■ Excerpt to read
*** Begin section ***

New Zealand battled to 77 for one, still 134 runs behind, after being asked to follow on by England captain Alastair Cook on day three of the second Test in Wellington.
The last time an England captain enforced the follow on in a Test away from home, Gary Kirsten batted for 15 hours to save the match in Durban against Nasser Hussain’s side back in 2000, and Cook will be hoping for better fortune in pursuit of victory after the hosts were dismissed for 254 in their first innings.
Stuart Broad was the star with the ball for England after he finished with six for 51 as New Zealand’s batsmen struggled to cope with the pace and bounce he generated, with the Kiwis falling 211 runs short of their visitors’ first-innings total.
James Anderson and Steven Finn chipped in with two wickets apiece to complete the set as the tourists’ pacemen terrorised the Black Caps’ vulnerable batting line-up, despite having to toil away on a flat and largely placid pitch.
The hosts would have failed much more spectacularly to avoid the follow on had it not been for gutsy knocks of 69 and 60 by captain Brendon McCullum and wicketkeeper BJ Watling, respectively.
In reply to England's 465 all out, the Kiwis looked to build on their overnight 66 for three, but found it extremely difficult to negotiate the morning session in overcast conditions as England’s bowlers thrived.
Broad struck first with a sharp caught-and-bowled to send Kane Williamson back to the pavilion in just the fifth over of the morning, and four balls later Anderson managed to get one through the defences of the other overnight batsman Dean Brownlie. The height of impact gave the batsman hope on DRS, but Hawkeye’s verdict vindicated umpire Asad Rauf's lbw decision.
McCullum’s was the key wicket thereafter, and he hit Broad for two back-foot fours through the off-side, before pulling a short ball for a mighty six over square-leg as he compiled a breezy half-century with nine fours and that maximum.
Finn eventually dismissed the Black Caps skipper with Jonathan Trott, who infuriated Anderson with a dropped catch at slip a few overs beforehand, taking a fine catch to send the travelling supporters into raptures with the dangerous shot-maker on his way.
After McCullum was caught out it was a slippery slope for the hosts, and Tim Southee survived just five balls as he departed tamely with Broad taking a comfortable catch off Finn, who finished with two for 72 from 20 overs.

*** End section ***

■ What you should do
Reproduce word for word the stretch of the Wellington Test report from "McCullum’s was the" through "and that maximum.".

■ Information given
*** Begin section ***

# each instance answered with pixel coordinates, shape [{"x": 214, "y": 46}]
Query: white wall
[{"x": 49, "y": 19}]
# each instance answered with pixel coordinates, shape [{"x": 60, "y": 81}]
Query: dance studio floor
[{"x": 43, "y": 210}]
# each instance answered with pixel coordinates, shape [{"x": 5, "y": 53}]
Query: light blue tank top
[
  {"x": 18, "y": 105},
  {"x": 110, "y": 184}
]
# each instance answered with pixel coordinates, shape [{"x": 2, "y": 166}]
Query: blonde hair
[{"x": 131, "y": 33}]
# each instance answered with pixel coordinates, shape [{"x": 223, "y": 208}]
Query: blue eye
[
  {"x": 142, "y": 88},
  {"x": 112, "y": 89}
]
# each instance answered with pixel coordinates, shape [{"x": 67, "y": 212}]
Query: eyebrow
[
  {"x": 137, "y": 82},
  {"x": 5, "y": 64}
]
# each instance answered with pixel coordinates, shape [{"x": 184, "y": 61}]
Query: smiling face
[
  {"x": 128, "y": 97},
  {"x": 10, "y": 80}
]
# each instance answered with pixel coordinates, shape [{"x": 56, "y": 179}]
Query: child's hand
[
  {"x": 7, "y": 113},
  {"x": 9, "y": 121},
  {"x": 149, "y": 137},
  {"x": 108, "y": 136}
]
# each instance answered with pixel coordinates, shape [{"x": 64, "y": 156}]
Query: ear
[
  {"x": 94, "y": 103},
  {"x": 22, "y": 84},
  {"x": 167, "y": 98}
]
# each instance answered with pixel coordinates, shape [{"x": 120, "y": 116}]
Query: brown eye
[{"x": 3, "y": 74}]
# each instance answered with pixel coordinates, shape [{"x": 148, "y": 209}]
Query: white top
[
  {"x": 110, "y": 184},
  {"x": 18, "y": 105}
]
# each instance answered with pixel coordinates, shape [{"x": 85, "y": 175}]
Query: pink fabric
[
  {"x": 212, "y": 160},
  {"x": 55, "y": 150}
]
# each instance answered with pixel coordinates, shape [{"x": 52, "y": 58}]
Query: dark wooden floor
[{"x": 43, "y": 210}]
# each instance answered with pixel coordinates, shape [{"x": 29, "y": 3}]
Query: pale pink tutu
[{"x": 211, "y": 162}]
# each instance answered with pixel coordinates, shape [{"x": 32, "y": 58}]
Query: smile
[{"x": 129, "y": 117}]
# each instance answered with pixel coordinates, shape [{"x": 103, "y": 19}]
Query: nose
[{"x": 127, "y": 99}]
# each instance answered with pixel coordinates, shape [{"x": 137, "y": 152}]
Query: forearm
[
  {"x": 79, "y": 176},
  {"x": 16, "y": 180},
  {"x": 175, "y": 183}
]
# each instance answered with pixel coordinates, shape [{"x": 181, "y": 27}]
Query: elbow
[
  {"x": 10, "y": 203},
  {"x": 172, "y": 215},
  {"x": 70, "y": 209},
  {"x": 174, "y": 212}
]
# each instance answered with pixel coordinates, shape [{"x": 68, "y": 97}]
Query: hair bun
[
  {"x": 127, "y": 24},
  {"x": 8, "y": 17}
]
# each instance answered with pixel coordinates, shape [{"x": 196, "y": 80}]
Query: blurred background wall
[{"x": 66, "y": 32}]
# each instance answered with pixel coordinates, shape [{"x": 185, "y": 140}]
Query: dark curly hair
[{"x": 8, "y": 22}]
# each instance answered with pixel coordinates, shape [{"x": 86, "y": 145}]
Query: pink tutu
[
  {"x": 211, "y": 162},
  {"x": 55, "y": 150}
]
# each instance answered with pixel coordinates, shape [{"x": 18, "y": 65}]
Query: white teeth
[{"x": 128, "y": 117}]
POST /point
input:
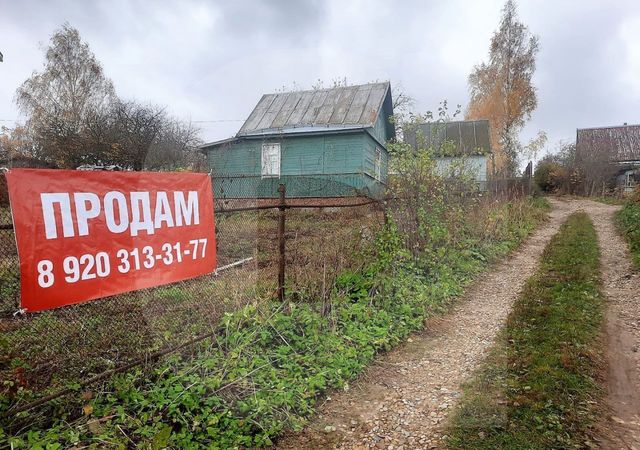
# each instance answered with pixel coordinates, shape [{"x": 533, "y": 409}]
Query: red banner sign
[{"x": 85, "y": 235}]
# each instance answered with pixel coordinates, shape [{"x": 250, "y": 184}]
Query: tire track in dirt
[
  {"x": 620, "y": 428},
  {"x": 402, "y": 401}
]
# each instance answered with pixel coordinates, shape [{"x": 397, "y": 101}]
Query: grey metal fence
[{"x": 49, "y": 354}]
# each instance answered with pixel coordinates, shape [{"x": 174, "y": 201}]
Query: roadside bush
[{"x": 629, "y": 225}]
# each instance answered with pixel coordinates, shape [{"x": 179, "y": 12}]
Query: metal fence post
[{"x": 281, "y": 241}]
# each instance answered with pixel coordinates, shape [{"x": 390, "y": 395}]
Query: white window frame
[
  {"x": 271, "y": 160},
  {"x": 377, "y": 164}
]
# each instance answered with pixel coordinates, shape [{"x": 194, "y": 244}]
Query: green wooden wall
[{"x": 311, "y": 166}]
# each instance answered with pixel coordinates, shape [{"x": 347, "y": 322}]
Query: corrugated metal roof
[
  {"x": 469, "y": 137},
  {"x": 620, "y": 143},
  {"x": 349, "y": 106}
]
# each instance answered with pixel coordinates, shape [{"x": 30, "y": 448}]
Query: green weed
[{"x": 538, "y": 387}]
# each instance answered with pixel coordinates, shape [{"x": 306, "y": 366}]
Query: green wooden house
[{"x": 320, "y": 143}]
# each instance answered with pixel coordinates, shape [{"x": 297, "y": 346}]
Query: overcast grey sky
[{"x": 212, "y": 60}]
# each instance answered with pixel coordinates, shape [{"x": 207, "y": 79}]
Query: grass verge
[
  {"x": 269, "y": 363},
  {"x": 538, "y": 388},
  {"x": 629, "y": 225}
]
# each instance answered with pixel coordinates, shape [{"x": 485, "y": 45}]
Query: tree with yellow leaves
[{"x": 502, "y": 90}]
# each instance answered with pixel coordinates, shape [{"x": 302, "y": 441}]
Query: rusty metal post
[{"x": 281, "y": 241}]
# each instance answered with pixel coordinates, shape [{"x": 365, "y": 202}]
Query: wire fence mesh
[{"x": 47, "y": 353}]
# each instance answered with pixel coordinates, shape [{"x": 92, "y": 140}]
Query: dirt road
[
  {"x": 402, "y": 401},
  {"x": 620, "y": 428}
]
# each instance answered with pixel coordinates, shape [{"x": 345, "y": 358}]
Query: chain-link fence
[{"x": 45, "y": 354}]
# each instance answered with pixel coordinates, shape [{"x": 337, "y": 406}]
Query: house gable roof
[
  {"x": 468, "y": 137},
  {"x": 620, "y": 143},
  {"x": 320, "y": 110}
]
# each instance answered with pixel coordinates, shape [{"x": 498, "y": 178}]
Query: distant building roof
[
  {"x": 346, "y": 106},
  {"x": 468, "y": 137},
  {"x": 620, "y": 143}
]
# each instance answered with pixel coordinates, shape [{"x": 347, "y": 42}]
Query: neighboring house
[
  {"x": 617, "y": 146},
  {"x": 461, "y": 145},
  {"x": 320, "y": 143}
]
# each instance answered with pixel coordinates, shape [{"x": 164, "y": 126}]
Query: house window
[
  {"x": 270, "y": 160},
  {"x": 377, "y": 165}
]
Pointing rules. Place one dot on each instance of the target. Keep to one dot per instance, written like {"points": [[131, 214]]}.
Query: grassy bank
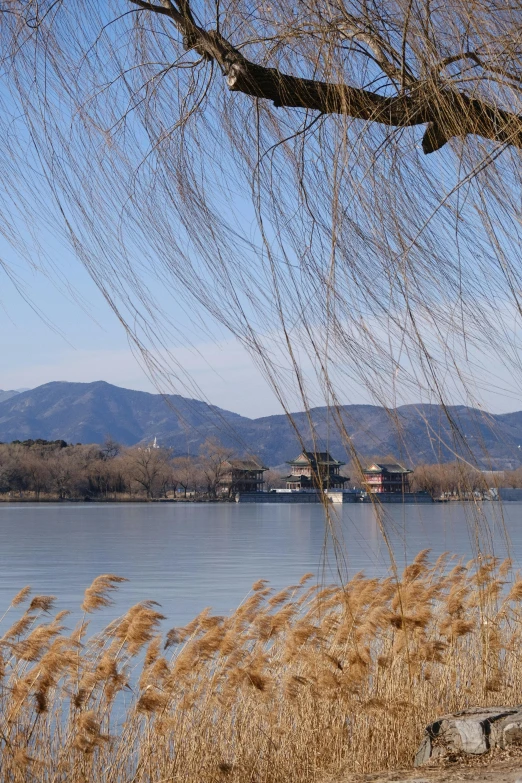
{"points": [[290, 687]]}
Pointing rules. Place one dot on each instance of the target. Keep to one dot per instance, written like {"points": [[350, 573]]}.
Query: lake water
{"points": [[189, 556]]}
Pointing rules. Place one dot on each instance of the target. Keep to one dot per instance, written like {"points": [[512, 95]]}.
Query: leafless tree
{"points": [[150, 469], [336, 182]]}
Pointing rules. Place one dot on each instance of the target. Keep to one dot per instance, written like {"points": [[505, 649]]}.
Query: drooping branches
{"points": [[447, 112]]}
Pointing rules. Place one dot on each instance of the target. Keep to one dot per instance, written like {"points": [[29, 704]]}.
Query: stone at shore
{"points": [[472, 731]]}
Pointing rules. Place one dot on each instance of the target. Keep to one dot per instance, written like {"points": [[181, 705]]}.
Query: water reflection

*** End section ***
*** Begin section ***

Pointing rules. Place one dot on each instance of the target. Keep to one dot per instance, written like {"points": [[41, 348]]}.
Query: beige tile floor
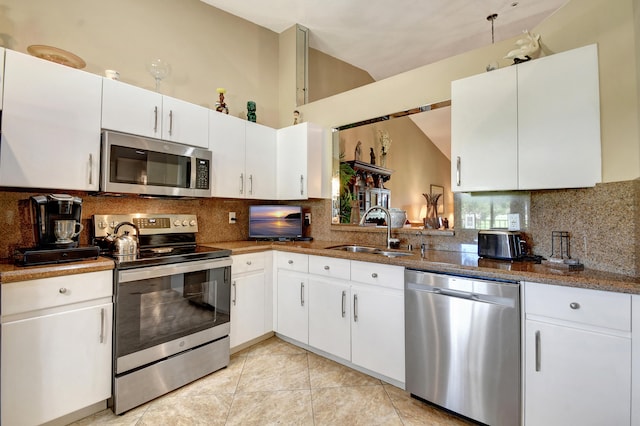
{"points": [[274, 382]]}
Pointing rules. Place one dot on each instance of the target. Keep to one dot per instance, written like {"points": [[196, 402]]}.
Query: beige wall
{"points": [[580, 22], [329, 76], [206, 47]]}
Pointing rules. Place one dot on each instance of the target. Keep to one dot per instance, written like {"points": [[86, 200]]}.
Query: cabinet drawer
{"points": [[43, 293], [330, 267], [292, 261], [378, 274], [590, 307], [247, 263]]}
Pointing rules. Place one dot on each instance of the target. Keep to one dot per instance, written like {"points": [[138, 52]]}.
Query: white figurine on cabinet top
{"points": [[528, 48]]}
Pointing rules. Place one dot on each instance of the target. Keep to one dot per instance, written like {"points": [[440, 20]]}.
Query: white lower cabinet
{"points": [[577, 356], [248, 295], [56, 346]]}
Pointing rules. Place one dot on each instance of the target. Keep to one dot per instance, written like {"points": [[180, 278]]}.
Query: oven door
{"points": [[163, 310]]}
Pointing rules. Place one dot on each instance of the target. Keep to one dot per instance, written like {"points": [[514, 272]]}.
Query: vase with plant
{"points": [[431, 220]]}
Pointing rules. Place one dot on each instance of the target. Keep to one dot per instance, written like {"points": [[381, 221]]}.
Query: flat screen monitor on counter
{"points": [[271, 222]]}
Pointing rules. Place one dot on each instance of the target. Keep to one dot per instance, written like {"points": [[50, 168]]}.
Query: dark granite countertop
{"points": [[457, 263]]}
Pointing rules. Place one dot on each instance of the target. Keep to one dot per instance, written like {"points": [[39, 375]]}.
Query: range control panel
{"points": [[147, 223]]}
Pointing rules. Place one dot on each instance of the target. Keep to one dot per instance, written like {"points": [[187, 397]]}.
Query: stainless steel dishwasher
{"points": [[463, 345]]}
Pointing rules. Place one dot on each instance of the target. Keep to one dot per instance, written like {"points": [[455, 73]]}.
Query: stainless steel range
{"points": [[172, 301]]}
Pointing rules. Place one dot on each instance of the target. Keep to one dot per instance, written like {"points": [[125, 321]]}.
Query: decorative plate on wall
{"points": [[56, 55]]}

*** End section ***
*** Begin section ***

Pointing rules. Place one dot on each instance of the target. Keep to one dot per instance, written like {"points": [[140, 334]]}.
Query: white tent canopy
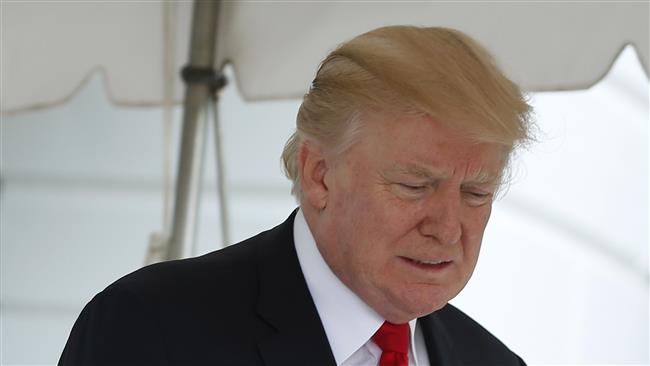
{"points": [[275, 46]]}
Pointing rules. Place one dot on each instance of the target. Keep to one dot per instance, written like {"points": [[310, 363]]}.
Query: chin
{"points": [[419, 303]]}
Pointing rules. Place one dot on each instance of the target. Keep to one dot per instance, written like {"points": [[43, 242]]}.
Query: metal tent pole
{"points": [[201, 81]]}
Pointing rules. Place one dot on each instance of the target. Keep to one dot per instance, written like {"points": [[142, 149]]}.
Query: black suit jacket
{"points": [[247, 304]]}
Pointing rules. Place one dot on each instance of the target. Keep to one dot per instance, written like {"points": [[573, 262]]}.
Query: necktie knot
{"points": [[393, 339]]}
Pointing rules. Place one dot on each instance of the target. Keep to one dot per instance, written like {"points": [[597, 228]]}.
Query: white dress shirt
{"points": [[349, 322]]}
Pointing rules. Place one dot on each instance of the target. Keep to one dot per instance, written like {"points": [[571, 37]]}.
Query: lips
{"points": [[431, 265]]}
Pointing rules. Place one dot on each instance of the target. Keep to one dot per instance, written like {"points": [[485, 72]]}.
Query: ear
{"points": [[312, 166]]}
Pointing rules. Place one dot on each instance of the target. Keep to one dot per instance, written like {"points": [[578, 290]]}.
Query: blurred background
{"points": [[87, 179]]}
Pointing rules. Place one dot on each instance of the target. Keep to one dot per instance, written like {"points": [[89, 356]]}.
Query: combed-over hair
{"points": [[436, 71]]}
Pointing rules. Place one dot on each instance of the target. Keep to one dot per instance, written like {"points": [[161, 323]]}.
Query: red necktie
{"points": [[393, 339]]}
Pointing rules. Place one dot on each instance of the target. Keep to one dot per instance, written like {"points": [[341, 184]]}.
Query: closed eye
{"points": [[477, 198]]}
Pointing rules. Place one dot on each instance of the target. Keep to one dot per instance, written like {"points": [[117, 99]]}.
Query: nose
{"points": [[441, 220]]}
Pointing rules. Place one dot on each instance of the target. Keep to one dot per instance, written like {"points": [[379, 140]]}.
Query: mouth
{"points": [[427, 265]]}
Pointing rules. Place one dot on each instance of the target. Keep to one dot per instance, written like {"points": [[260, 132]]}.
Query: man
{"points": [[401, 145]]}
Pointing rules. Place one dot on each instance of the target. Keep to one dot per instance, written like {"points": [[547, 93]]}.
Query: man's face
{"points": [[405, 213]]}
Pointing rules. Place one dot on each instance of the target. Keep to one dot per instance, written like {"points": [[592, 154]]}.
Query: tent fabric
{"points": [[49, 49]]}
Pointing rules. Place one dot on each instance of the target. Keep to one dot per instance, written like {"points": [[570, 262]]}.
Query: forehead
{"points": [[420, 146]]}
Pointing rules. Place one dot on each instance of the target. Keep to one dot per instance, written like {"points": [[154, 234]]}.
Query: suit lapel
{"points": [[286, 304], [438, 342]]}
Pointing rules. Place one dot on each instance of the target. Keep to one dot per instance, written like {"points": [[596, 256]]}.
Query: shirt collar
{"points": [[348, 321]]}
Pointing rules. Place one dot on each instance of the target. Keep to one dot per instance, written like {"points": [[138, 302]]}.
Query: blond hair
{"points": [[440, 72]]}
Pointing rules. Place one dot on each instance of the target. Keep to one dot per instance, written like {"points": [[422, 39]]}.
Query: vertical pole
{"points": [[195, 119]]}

*** End section ***

■ Response
McCullum’s was the key wicket thereafter, and he hit Broad for two back-foot fours through the off-side, before pulling a short ball for a mighty six over square-leg as he compiled a breezy half-century with nine fours and that maximum.